======== Extracted text ========

Introduction
League of Legends has a massive and vocal online community, which makes it an ideal space for sentiment analysis. For this project, I compare two bot-lane ADC champions — Smolder and Sivir — using unstructured text from Reddit and YouTube discussions.
These champions were chosen because:
Both fill the same role (ranged ADCs)
They generate very different emotional reactions
Smolder is newer and more controversial
Sivir is older, stable, and considered “quietly strong”
They both represent different philosophies: scaling burst (Smolder) vs. macro wave-control (Sivir)
Research Questions:
Q1: How does overall community sentiment differ between Smolder and Sivir?
Q2: What themes or topics appear most frequently in discussions of each champion?
Q3: How has sentiment around Smolder changed over time?
Data Collection
Sources include:
Reddit champion discussion threads
Reddit patch note reactions
YouTube comments on champion guides and gameplay
Community tier list discussions
Two datasets were created:
smolder_sivir_combined.csv – 100+ comments labeled by champion
smolder_timeline_.csv – Smolder-only comments with manually assigned chronological dates
all_data <- read_csv("smolder_sivir_combined.csv")
## Rows: 75 Columns: 2
## ── Column specification ────────────────────────────────────────────────────────
## Delimiter: ","
## chr (2): champion, text
##
## ℹ Use `spec()` to retrieve the full column specification for this data.
## ℹ Specify the column types or set `show_col_types = FALSE` to quiet this message.
smolder_time <- read_csv("smolder_timeline_.csv")
## Rows: 31 Columns: 3
## ── Column specification ────────────────────────────────────────────────────────
## Delimiter: ","
## chr (3): date, text, champion
##
## ℹ Use `spec()` to retrieve the full column specification for this data.
## ℹ Specify the column types or set `show_col_types = FALSE` to quiet this message.
Q1: Smolder vs. Sivir
nrc <- get_sentiments("nrc")

========

What needs to be done -
Continue the Smolder and Sivir sentiment analysis above, starting right after its final line of code.

======== Data records ========

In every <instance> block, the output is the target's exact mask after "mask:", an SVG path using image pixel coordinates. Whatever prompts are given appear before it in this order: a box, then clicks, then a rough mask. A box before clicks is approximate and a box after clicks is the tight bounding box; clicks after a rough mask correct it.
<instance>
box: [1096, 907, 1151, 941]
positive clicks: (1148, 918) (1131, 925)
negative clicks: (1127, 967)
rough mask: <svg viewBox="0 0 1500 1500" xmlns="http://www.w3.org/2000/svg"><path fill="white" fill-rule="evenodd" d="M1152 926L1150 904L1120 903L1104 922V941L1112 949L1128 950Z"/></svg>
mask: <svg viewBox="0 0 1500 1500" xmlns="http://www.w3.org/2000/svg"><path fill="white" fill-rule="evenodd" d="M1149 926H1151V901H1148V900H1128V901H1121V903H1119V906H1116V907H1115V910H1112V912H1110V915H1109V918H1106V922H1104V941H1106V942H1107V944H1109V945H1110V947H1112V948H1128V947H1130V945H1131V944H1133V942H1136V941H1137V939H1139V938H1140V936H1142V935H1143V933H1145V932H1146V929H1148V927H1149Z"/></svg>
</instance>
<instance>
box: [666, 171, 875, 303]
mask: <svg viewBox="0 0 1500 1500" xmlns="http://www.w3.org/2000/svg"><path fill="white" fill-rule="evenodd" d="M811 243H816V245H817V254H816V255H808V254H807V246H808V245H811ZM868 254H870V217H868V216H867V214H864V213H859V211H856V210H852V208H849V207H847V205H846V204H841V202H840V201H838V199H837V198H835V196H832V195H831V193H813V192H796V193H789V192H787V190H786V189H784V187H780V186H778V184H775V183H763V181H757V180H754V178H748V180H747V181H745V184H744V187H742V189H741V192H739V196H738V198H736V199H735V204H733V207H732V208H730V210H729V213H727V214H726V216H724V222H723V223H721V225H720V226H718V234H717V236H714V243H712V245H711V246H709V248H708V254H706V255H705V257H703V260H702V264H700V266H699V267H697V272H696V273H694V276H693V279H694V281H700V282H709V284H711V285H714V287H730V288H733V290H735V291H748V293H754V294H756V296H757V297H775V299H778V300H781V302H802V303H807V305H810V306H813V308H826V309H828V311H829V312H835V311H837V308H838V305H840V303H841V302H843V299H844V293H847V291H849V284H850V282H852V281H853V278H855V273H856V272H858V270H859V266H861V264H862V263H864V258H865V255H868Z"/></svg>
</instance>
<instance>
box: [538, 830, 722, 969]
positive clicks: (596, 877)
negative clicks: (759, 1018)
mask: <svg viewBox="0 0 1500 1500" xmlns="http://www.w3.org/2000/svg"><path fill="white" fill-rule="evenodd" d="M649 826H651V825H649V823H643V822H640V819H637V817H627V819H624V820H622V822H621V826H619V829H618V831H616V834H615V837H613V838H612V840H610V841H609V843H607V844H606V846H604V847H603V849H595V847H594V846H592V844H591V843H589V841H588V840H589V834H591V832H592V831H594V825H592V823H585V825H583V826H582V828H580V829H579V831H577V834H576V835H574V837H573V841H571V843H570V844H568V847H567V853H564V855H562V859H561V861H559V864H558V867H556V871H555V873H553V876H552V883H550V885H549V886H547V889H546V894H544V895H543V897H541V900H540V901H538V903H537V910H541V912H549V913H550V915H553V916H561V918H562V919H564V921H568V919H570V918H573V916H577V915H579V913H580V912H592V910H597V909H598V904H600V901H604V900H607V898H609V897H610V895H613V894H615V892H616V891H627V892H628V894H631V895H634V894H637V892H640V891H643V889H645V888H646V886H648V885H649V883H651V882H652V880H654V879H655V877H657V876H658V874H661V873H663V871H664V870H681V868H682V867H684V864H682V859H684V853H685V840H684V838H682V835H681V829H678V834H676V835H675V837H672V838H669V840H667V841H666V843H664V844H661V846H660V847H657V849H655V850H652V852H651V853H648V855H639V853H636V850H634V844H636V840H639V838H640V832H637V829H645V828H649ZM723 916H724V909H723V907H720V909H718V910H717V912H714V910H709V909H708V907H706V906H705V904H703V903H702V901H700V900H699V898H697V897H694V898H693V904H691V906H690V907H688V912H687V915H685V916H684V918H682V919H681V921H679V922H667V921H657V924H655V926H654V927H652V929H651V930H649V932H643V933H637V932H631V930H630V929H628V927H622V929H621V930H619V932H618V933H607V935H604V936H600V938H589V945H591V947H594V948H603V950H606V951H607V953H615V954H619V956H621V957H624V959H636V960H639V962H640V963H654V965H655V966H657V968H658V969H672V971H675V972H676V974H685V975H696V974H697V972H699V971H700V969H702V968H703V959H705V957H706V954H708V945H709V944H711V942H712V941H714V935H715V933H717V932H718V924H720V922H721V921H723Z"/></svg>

========

Answer to the problem -
tidy_tokens <- all_data %>%
unnest_tokens(word, text) %>%
anti_join(stop_words, by = "word")
sentiment_counts <- tidy_tokens %>%
inner_join(nrc, by = "word", relationship = "many-to-many") %>%
count(champion, sentiment)
ggplot(sentiment_counts, aes(sentiment, n, fill = champion)) +
geom_col(position = "dodge") +
labs(title = "NRC Sentiment Comparison: Smolder vs. Sivir",
x = "Sentiment", y = "Count") +
theme_minimal() +
theme(axis.text.x = element_text(angle = 45, hjust = 1))
From the ggplot I found that sivir had a slightly more negative
sentiment compared to smolder. Smolder had a slightly higher positive
sentiment. Sivir showed high levels of trust, which makes sense because
she is known as a very reliable champion.
Q2: Keyword Themes with Bigrams
bigrams <- all_data %>%
unnest_tokens(bigram, text, token = "ngrams", n = 2) %>%
separate(bigram, c("word1", "word2"), sep = " ") %>%
filter(!word1 %in% stop_words$word,
!word2 %in% stop_words$word) %>%
unite(bigram, word1, word2) %>%
count(champion, bigram, sort = TRUE)
bigrams %>%
group_by(champion) %>%
slice_max(n, n = 10) %>%
ggplot(aes(reorder(bigram, n), n, fill = champion)) +
geom_col(show.legend = FALSE) +
coord_flip() +
facet_wrap(~champion, scales = "free") +
labs(title = "Top 10 Bigrams by Champion",
x = "Bigram", y = "Count") +
theme_minimal()
From the bigrams I found that Smolder seems to have a love/hate
relationship with the community. Sivir needs to team fight because she
does very little damage alone. In other words, you have to play with the
team to win on Sivir.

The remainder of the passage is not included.